## Prompt
Every line from the one with "Point out the dark blurred" through the end of the records below should be restated word for word, and nothing outside that span.
________________________
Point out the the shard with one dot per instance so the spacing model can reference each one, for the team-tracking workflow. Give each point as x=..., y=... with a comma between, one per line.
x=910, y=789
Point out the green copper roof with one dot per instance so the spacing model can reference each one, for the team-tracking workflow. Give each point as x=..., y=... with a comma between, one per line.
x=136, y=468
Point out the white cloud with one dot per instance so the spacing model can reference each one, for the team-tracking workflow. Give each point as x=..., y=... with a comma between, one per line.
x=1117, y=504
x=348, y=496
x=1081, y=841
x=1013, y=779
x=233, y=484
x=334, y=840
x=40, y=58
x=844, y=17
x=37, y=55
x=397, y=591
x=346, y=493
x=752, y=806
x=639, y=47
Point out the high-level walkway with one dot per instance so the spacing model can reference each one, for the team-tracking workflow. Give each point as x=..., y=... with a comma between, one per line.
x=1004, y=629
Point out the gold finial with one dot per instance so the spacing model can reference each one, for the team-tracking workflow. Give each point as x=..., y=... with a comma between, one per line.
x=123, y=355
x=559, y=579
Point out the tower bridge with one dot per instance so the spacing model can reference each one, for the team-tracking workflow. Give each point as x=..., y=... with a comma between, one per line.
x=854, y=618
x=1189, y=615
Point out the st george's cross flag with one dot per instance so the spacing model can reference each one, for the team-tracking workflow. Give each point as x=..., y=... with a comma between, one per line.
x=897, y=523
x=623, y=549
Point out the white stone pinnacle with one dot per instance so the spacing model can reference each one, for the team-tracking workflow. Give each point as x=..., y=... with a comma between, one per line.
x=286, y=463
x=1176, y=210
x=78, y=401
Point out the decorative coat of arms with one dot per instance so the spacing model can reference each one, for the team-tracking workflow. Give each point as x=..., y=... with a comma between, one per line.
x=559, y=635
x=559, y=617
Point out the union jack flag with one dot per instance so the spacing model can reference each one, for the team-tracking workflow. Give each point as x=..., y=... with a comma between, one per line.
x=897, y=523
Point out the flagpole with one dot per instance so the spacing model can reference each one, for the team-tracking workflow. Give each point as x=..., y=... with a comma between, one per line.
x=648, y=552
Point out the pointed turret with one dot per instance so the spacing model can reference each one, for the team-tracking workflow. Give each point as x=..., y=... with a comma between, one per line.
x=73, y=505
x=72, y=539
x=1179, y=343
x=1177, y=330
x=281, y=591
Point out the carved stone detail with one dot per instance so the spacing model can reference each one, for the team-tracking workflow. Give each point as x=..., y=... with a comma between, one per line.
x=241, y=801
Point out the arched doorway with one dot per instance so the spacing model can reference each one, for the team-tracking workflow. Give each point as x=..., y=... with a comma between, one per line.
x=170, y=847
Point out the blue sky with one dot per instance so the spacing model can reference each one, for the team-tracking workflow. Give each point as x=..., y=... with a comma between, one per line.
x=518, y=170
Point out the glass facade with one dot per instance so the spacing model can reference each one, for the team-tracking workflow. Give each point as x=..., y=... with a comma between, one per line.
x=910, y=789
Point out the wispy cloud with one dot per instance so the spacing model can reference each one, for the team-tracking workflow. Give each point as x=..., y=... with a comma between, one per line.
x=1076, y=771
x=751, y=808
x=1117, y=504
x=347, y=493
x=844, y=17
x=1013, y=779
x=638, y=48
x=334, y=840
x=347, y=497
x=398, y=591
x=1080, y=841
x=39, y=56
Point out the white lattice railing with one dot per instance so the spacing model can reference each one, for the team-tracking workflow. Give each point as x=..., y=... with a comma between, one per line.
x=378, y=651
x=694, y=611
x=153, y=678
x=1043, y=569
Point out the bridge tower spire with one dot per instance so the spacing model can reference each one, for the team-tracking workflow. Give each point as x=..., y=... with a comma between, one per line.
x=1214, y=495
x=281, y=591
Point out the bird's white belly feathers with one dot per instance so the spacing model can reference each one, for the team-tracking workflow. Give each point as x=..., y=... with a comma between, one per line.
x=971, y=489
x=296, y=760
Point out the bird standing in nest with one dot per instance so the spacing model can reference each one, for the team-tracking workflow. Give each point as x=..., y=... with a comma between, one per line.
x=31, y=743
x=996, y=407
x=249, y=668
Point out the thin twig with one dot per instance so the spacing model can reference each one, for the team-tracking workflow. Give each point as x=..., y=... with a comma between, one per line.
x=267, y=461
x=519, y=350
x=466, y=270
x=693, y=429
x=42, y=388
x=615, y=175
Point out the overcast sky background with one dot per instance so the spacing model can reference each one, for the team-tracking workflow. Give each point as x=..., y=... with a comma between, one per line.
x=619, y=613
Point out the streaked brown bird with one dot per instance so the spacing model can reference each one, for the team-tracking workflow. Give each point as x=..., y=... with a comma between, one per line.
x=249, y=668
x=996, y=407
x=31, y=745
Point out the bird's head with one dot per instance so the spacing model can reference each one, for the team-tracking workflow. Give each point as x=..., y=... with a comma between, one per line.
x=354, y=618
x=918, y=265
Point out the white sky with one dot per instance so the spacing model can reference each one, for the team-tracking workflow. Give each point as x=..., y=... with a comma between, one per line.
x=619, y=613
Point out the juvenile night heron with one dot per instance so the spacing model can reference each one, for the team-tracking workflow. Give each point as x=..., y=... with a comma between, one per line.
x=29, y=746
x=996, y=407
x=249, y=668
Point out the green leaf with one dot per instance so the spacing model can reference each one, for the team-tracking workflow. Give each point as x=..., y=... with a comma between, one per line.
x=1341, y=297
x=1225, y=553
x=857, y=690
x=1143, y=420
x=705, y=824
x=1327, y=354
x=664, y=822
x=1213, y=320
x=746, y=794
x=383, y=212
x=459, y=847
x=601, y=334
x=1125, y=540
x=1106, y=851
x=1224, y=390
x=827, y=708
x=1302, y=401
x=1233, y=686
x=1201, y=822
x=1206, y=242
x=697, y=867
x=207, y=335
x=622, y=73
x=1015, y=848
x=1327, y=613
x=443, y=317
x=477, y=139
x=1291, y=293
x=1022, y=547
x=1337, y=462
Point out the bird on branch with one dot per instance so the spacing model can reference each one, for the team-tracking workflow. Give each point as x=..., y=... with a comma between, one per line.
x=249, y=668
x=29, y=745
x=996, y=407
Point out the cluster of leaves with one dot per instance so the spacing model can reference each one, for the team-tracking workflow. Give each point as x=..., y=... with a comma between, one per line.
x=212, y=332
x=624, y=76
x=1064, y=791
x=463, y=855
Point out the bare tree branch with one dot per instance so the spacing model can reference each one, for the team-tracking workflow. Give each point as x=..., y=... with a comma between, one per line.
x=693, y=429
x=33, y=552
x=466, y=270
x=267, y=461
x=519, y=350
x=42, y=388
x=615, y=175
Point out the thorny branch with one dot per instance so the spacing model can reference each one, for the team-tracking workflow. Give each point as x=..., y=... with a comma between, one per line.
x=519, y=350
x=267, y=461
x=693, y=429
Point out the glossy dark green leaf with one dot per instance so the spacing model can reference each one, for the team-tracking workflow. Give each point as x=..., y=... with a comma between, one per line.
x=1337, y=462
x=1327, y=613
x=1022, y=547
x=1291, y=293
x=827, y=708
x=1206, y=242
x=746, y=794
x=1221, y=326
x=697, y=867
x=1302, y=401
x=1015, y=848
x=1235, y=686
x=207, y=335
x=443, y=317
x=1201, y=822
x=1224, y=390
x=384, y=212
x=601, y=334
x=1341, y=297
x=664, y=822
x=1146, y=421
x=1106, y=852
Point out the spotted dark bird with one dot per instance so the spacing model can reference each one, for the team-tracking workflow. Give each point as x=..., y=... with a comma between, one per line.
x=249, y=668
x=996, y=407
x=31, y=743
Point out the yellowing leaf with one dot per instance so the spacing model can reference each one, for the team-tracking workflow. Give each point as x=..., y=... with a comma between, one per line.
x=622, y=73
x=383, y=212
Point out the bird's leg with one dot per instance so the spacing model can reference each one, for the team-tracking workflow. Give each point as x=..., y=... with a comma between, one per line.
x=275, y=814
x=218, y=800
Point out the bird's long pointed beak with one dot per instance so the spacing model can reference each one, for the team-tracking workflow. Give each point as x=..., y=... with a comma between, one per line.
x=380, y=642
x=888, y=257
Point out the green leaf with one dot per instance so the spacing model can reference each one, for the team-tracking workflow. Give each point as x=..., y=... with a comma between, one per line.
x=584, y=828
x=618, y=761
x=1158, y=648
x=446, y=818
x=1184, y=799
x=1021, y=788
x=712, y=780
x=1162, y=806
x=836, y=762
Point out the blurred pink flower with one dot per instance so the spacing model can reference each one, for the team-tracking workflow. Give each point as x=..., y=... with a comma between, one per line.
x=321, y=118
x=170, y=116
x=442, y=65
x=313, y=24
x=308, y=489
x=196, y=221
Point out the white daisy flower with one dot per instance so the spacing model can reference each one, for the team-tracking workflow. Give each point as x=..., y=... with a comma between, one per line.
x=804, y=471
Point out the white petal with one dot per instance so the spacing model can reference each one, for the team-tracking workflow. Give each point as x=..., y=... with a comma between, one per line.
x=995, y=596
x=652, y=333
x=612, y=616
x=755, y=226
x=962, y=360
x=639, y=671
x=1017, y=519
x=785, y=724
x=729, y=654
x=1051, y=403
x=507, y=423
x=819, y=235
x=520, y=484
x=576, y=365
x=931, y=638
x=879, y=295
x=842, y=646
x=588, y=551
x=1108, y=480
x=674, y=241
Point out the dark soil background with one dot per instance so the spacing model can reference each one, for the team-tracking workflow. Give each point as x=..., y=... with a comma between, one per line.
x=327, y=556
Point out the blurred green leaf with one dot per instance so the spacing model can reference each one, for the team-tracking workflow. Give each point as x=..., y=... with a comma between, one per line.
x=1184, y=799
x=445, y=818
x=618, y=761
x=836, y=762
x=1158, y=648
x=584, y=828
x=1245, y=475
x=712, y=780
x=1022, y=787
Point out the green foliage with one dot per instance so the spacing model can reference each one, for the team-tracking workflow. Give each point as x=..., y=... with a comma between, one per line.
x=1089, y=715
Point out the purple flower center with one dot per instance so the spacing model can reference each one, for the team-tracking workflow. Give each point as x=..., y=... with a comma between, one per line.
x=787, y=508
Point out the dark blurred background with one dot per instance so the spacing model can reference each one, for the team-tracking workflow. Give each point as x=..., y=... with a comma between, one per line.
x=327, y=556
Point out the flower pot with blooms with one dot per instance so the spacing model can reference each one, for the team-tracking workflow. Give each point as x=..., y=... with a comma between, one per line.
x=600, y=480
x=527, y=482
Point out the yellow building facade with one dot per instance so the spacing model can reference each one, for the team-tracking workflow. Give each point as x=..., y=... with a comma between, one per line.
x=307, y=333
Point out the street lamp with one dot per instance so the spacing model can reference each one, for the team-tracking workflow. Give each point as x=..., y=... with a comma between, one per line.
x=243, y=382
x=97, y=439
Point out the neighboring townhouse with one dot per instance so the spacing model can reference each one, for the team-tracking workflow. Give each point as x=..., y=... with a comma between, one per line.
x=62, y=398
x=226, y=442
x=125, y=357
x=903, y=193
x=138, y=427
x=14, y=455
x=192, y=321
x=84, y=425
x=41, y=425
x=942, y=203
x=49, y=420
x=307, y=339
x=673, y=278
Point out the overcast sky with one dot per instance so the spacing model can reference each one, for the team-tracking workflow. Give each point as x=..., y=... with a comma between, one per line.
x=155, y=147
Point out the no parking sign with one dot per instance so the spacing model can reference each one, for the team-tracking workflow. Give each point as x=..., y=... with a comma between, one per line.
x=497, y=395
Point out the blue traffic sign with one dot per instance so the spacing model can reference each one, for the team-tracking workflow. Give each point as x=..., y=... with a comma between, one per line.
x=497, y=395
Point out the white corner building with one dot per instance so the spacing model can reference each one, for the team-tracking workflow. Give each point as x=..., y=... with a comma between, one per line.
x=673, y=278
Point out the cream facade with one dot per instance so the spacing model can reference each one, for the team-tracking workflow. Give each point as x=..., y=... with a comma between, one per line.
________________________
## Expected output
Point out the dark blurred background with one dot per instance so the spacing model can reference each one, for the team-tracking workflow. Give each point as x=..., y=... with a comma between, one per line.
x=327, y=556
Point out the flower pot with blooms with one dot per instance so the spacing model can reference each one, for the team-tracking workflow. Give each point as x=..., y=... with a comma between, one per line.
x=600, y=480
x=527, y=482
Point out the yellow building facade with one dot per instance so the spacing model can reference each one, for the team-tracking workflow. Give each point as x=..., y=... with a comma between, one per line.
x=307, y=333
Point out the street lamp with one dot per instance so the spacing model can reference each one, for the team-tracking workflow. Give each point as x=..., y=... with a comma between, one per line.
x=243, y=382
x=97, y=439
Point out the neighboring townhouse with one dot per instance so the spacing model can reference each one, for the team-tracking workflow. Give each point as x=..., y=... with a comma between, one per line.
x=62, y=398
x=226, y=442
x=125, y=357
x=903, y=193
x=138, y=427
x=14, y=455
x=192, y=321
x=84, y=425
x=41, y=425
x=942, y=203
x=49, y=420
x=307, y=339
x=673, y=278
Point out the overcast sky with one dot per instance so the spacing model can reference each one, for the team-tracking workflow. Give each point as x=..., y=... with a comma between, one per line.
x=155, y=147
Point out the no parking sign with one dot per instance so the spacing model can reference each one, for the team-tracking workflow. Give each point as x=..., y=... with a comma between, one per line.
x=497, y=395
Point out the blue traffic sign with one dot per instance so the spacing model can reference each one, for the team-tracking workflow. Give each point as x=..., y=... with a comma between, one per line.
x=497, y=395
Point out the white corner building with one dot per instance so the spacing model can reference each one, for the team-tracking workflow. Give each point as x=..., y=... with a comma between, one per line.
x=673, y=278
Point out the cream facade with one dot per instance so the spacing model can reference each one, for the team-tracking workflow. Give each point as x=..., y=... with a comma between, one per line.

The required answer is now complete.